• TASK MATERIAL:
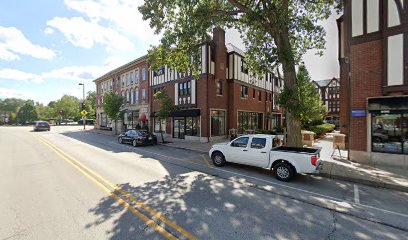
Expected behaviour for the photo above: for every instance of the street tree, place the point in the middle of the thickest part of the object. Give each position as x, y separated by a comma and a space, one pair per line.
310, 108
27, 113
166, 107
276, 34
91, 104
112, 105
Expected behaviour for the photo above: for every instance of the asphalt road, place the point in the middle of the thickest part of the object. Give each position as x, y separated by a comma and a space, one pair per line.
75, 184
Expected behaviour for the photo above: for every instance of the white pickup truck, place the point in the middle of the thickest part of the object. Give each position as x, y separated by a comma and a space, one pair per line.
258, 150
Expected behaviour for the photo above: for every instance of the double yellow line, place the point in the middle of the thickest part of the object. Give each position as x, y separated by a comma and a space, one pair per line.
105, 185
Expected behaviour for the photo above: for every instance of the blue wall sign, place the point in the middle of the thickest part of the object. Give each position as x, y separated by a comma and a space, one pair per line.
358, 113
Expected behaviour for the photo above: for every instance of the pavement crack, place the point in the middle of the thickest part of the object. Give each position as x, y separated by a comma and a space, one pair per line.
334, 225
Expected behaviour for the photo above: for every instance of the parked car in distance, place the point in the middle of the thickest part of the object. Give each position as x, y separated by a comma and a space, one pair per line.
137, 138
42, 126
87, 122
257, 150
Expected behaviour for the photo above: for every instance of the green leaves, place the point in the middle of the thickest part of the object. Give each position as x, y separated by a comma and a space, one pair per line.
310, 107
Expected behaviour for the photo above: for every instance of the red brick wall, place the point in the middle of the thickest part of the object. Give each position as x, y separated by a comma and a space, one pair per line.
366, 67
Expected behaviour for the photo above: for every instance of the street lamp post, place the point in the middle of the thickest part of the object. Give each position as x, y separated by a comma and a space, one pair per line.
83, 100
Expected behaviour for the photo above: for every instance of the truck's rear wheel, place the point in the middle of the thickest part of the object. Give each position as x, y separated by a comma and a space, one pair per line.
218, 159
283, 171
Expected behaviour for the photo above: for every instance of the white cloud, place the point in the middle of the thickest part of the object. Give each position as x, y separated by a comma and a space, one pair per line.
76, 73
14, 74
13, 42
49, 31
86, 34
15, 93
121, 14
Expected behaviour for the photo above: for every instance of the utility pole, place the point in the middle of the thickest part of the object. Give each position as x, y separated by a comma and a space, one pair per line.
83, 100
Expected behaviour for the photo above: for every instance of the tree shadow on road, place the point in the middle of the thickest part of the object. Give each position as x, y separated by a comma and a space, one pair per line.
213, 208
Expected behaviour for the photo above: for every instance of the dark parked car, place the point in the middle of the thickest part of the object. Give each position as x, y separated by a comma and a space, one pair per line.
41, 126
137, 138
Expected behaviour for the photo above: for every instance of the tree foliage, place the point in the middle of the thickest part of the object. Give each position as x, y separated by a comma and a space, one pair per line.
27, 113
275, 33
310, 108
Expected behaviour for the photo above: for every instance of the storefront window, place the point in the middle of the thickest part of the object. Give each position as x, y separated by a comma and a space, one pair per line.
157, 123
192, 126
217, 123
249, 120
389, 133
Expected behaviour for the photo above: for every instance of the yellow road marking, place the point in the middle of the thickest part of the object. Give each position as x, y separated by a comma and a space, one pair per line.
158, 215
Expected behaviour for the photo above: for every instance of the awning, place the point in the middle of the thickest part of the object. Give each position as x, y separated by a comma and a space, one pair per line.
388, 104
186, 113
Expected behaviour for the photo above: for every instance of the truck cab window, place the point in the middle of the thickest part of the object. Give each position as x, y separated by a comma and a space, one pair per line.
258, 143
240, 142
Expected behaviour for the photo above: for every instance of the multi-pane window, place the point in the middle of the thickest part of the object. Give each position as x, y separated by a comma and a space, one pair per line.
137, 75
219, 88
244, 67
143, 73
185, 88
143, 95
244, 91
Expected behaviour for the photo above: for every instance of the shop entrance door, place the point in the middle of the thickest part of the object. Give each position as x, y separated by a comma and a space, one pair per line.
179, 128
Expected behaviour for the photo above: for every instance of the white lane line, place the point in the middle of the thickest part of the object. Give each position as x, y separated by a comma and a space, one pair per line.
356, 194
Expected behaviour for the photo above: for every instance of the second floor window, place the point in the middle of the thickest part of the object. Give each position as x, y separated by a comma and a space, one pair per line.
219, 88
244, 91
137, 76
185, 88
143, 73
144, 95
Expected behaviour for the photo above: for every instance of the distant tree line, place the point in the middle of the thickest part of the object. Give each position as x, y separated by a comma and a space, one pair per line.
20, 111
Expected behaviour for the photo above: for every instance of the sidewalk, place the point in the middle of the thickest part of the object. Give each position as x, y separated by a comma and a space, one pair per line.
336, 167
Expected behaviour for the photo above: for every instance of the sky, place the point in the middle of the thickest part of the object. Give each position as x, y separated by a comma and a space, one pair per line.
48, 47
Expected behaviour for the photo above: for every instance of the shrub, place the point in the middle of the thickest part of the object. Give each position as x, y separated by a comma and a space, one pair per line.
322, 129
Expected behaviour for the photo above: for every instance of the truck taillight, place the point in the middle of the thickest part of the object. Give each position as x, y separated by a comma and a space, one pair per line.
313, 160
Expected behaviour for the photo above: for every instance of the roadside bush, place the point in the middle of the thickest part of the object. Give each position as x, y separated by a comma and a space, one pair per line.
322, 129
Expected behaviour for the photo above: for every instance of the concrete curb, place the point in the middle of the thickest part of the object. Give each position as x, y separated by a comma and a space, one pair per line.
371, 183
195, 150
366, 182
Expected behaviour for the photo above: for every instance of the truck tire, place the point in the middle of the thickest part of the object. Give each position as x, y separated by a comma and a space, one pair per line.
218, 159
283, 171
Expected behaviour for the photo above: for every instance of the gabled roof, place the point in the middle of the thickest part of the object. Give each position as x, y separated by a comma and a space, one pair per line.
232, 48
137, 60
325, 82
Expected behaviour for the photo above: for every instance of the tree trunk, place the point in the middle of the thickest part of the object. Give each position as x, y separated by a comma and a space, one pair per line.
161, 132
285, 54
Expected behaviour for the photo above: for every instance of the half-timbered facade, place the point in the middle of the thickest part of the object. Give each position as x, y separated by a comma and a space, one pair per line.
373, 56
224, 97
132, 82
329, 91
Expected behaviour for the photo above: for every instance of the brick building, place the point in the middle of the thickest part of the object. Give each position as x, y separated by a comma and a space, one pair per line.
329, 91
224, 97
132, 82
373, 58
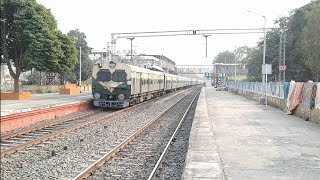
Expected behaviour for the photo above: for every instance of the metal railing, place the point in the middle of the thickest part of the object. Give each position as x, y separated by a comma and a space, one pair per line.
278, 89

• PROBLEM TO WORK ON: Set each line of the records down exactly, leaving every picture out.

• THE OUTPUT:
Expected behaviour for the photo above: for every instance of the street tree, place the point in the middle of the thickest part of the object. Give each position as x, y separated by a comma and a space, one pair per line.
310, 108
27, 113
166, 107
276, 34
91, 104
112, 105
Expected behaviour for the photo above: for every instance of the asphalt road, place the point in the middle of the thickest part of the object. Give each position as x, y separated by a comma and a space, one pair per line.
75, 184
Expected behaviour for the photo above: for every instance of the white pickup truck, place the point in the middle of the thickest part of the object. Give each position as x, y separated by a comma and a space, one pair per line.
258, 150
Expected behaviour for the photo above: for every instance of the double yellow line, place the point in the middle of the thickest part of the object. Give each position as x, y separated by a comma and a space, one pair per line.
105, 185
Expected behaviour for the photo above: for every instance of the blue wall sign, place the point in the middle of the thickest part of the object. Give each position as x, y separated by a comma and a space, one pair per line.
358, 113
Expected behaviour for the photo above: for every instance of the pavement crack, place the point in the middle of the thickest part of the object. Give each position as x, y separated by a comma and a space, one pair per line.
334, 225
Expected behaviour for the photo above: for every instance of the parked car in distance, place the point in the middle of the thickest part of the object. Give each position as x, y separated by a comma and a space, one pair per line.
137, 138
42, 126
87, 122
257, 150
Expected behaviour for the photo above: for every instance of the green leaves, place the point in the middle of the thickest part of the object. Give each position as x, y separated by a comma and a space, one pair per line.
310, 107
Expected behaviour for the photo above: for every instance of the red brick wall, place the point in the middle of the thickest part of the object. Give each position as x, y separated by a comma and a space, one pair per line.
366, 67
Expected behaviour for the photo above: for every instance of the street lamp post, place the point in the middle of the thickest part of the object. Give each position as x, y separated by a comma and a space, one pair per line.
83, 100
Expected behaviour for the photo above: for every instance of the truck's rear wheel, place the point in the middle of the thickest part of the object. Give each position as x, y separated by a comma and a space, one pair per line.
218, 159
283, 171
Expected behaviour for the photo above: for every instance of the white cloud, place the point in the middle of the thickest part of the object. Give each position as x, y separated by a comma and a space, one pair per line.
76, 73
14, 74
13, 42
49, 31
86, 34
15, 93
121, 14
Expected behaviour for the photo above: for every instance of the utility pole, place the point in the middle of the thickest part of the object. Give each position as x, y separated by a comma and a space, one pair per line.
83, 100
Expected behaviour for the photo above: for every instance of the tree shadow on road, place the point in the middle of the thickest part of the object. Give each position as x, y separated by a comma and a space, one pair per line.
213, 208
Expected behaviour for the photo above: for every instance of the dark parked car, place the point in the middle of the thickest part of the object. Give each position as x, y separated by a comma and a space, one pair per line.
41, 126
137, 138
Expected behaviour for the photo above: for every instance of the tree foliage, place the point in the middle of the thickest part of the object. Give each position as x, y separated by a comma and a space, one pair per line.
27, 113
275, 33
310, 108
Expected behaviour for the photo above: for every instance of the storefront window, place the point in the middle of the thickest part of the object. Give each position as x, y separated by a comma and a space, one pair per line.
157, 123
192, 126
217, 123
249, 120
389, 133
Expected behaviour for the photo above: for every instance of the yellow road marking, place the point in the middle of the thickest part of the object. Give each position as x, y separated by a comma and a space, one pair per line.
158, 215
Expected behaviour for the photo above: for every instance of the awning, place the point in the middle of the thickest part of the object. Give each position as x, y separated by a comma and a space, one pair per line.
388, 104
186, 113
Expected behaviour for the photo above: for every instance of the truck cab window, place the point in the middle of the thickest part of the object. Give each position as x, y separated by a comma and a space, one pair per line.
258, 143
240, 142
Expected behaviour for the photo above: for every instance of the multi-pane window, place the point in the middle of the thickest part of the object. Give each position as x, y separated by a comma and a space, one pair per line.
137, 75
219, 88
244, 67
143, 73
185, 88
143, 95
244, 91
Expected behaviour for the photo above: for every instance of the shop entrance door, place the point in the middle of the thickest part of the object. Give each position as x, y separated by a comma and a space, one pair per line.
179, 128
Expected behaviour for the photo above: for every instance of the white lane line, place the point in the middle of the thickest part of the object. Give each position as x, y separated by a comma and a space, one pair per line.
356, 194
Expected behaviour for the photo above: for every instance of the second floor window, place the point in the middle of the thickest part of the object. Give each position as x, y separated by a comma and a space, one pair per line.
219, 88
244, 91
137, 76
185, 88
143, 73
144, 95
Expected behaviour for the photo above: for every instance of the distant tree line, place the point in the middle of the thickest part of the object. Give each position as x, y separated by a comma and a space, one pair per line.
20, 111
Expected behaviour for the photo above: for every instance of the sidewalk, place the point in the middle of the thickest part of the object. Give each position as x, y separated by a comma and a space, one pair per line.
336, 167
Expected behaviour for the photo above: for every instance of the sky, place the point in the middle of the thickest part of the object. Give each position as x, y separated by a comma and a space, one pair per line.
48, 47
Expected behaviour for the photo above: for every instance of the shrub, place the point in the middle of the thickest part of the object. Give each position as x, y separated by a comma and a space, one pair per line.
322, 129
Expected behaviour for the photo above: for every instance of the truck taillight, place the point in the middle of the thickest part of the object. Give each position as x, y separated by a comma and a space, one pair per line.
313, 160
Expected behaviour for the photo above: for every instance of the roadside bush, place the point in the middle of the thickest part of the object. Give each position as x, y separated by a comma and a space, one pair per line.
322, 129
Expected behaviour for the photo above: for every instance of the concrete curb, place the point in the middle of the thickest part of the object. Give each position as x, y separated by a comma and a space, one pair per line.
371, 183
195, 150
366, 182
Expected behaviour for the photo above: for every instance of the truck tire, place the point in the middle of the thickest part of the object. Give each position as x, y separated by a comma and a space, one pair per line.
218, 159
283, 171
Expected behaviour for the photo above: for every instance of the gabled roof, place the point in the middle of the thickest part of the object. Give each position as x, y separated by a comma and a space, one pair per line.
232, 48
137, 60
325, 82
Expected behaviour for the photo above: for every instance of the tree trunk, place the point in the middle of the thickest part of the object. Give each position as x, y separated by a comma and a space, one pair per line.
161, 132
285, 54
Expected behaviour for the photo above: for every instance of the half-timbered facade, place the point in the middle of the thickest part of the object. Give each position as x, y separated by a comma and a space, one pair per line.
373, 56
224, 97
132, 82
329, 91
Expected behaviour for the photo above: for every instance of the brick building, place the point in the middle of the thickest part of the object. Give each position as x, y separated by a comma and a space, one pair per line.
329, 91
224, 97
132, 82
373, 58
Expected behaviour for the photo above: for every instance of the metal railing, place the point in the middle of the thickest part of the object. Give each position as x, y separated by a comma and a space, one pair per line.
278, 89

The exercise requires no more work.